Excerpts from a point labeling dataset

----------------

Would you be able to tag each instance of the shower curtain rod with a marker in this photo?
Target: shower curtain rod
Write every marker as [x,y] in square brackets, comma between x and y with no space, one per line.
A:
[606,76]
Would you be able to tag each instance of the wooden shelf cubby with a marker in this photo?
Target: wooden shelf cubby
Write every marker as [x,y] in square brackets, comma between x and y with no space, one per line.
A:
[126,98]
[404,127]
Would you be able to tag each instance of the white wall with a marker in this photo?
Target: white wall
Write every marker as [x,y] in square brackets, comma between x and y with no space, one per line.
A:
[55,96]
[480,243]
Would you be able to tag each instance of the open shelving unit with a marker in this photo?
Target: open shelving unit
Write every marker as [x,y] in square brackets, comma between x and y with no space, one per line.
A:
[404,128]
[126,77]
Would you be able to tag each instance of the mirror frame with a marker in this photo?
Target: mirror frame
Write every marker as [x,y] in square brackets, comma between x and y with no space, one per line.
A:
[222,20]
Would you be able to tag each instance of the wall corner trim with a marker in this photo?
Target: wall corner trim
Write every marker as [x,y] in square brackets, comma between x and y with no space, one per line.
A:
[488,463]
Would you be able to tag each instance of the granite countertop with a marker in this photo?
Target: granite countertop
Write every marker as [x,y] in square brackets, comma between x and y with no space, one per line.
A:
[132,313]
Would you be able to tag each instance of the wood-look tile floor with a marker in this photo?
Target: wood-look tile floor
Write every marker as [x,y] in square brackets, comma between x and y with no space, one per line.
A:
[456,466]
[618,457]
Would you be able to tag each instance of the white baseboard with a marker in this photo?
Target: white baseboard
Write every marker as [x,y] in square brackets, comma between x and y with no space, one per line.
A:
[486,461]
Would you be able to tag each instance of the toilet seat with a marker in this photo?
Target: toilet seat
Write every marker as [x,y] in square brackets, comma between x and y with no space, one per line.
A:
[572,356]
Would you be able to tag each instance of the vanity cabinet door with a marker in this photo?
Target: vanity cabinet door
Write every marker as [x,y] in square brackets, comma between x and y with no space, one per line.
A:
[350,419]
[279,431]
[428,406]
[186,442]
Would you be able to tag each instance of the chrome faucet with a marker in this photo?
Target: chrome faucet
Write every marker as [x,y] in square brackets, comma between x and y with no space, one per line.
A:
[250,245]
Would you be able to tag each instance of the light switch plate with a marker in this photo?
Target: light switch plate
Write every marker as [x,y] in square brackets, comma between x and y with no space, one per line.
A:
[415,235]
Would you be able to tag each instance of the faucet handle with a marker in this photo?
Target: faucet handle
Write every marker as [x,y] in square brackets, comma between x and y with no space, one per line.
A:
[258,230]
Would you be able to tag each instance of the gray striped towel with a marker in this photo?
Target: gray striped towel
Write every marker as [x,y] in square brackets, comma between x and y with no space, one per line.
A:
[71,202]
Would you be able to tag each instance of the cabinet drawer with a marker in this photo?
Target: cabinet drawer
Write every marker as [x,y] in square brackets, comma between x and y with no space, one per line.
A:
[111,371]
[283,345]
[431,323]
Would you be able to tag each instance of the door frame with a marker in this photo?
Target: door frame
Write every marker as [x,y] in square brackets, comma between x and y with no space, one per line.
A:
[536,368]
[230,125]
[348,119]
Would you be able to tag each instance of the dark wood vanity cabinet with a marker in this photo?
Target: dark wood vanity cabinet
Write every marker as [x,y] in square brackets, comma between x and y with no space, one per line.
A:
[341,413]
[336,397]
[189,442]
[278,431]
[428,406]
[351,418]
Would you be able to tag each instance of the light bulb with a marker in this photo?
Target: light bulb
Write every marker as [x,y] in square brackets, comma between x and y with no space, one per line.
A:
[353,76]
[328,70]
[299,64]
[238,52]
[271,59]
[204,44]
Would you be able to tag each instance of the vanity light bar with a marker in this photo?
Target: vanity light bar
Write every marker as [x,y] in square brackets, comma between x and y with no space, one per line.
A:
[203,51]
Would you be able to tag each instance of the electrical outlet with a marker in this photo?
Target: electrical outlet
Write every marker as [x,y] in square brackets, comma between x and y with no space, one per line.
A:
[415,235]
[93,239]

----------------

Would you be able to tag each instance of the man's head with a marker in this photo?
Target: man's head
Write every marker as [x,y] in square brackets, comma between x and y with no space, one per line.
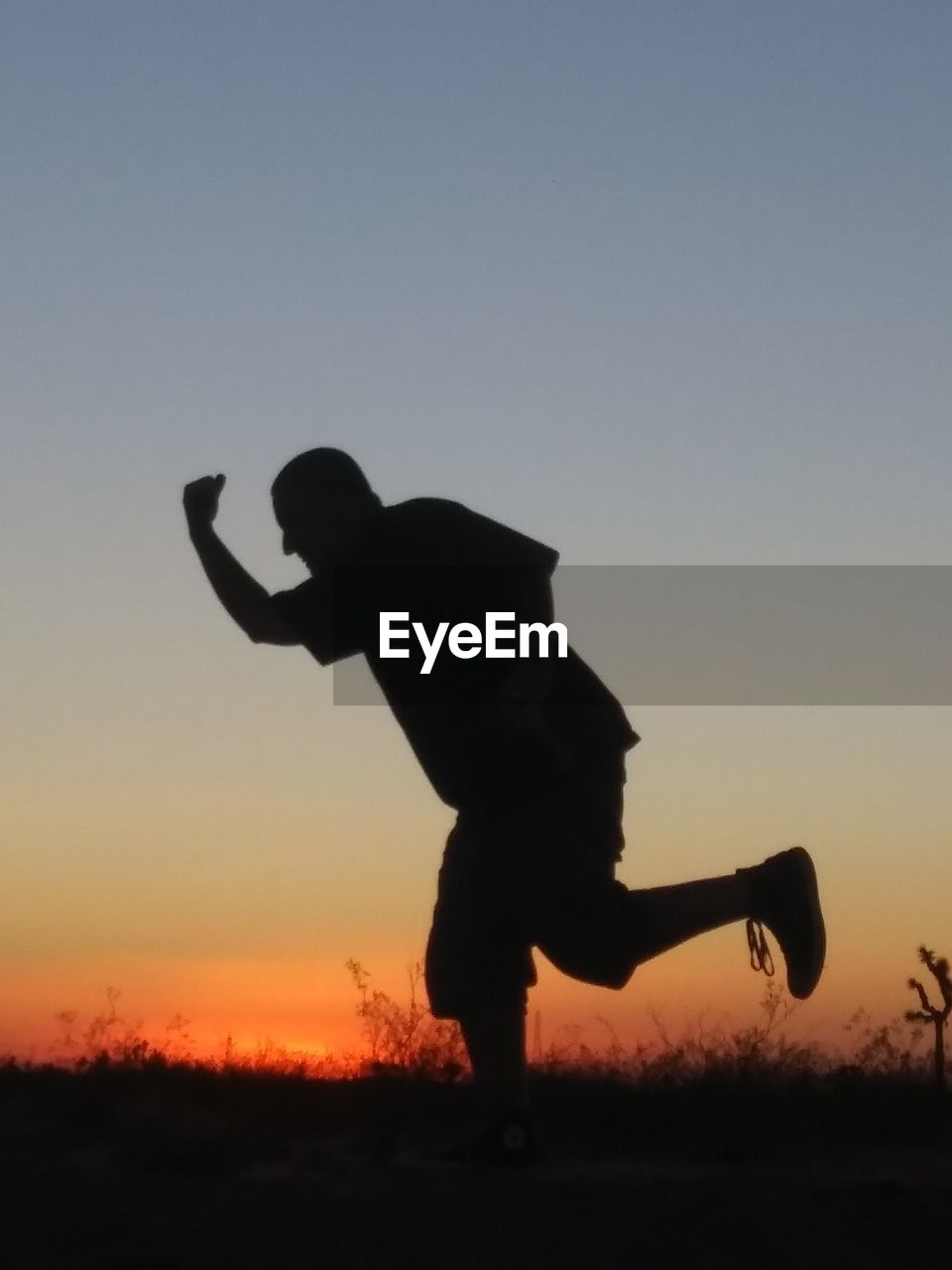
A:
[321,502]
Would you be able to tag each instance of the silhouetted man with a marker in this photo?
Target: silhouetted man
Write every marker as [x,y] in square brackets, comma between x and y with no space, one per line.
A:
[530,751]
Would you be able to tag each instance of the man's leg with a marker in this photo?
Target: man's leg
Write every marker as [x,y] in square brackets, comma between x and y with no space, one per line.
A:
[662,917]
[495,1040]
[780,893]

----------------

#### Do this
Tally the lines in the entries above that contain the word "corner", and give only that number.

#### Task result
2